— start Source records —

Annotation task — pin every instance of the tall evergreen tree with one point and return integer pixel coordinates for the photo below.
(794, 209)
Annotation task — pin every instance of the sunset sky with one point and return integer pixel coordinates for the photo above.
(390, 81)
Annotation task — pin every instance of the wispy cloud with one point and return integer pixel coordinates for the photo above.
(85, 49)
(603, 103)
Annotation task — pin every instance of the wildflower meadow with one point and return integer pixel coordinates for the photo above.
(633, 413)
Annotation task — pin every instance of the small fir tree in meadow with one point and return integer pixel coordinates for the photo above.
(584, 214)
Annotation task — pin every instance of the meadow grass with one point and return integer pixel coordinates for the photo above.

— end Source records —

Reproduce only the lines running from the one that contains "Annotation task — pin every instance of the sunset" to the last line of the records.

* Written solution:
Annotation task — pin every instance of the sunset sky with one point and return integer pixel coordinates for the photo above.
(390, 81)
Annotation task — pin every instance of the wispy cloud with one point and return integer pixel coordinates for the photo above.
(85, 49)
(603, 103)
Annotation task — pin every instance of the wildflower meadow with one point and return integer pixel coordinates for the photo above.
(633, 413)
Annotation task — pin every instance of the small fir tree in meadow with one point and return integer pixel coordinates for the photo above.
(584, 214)
Annotation task — pin every instance of the meadow grass with one point and return integer pixel coordinates for the photo above.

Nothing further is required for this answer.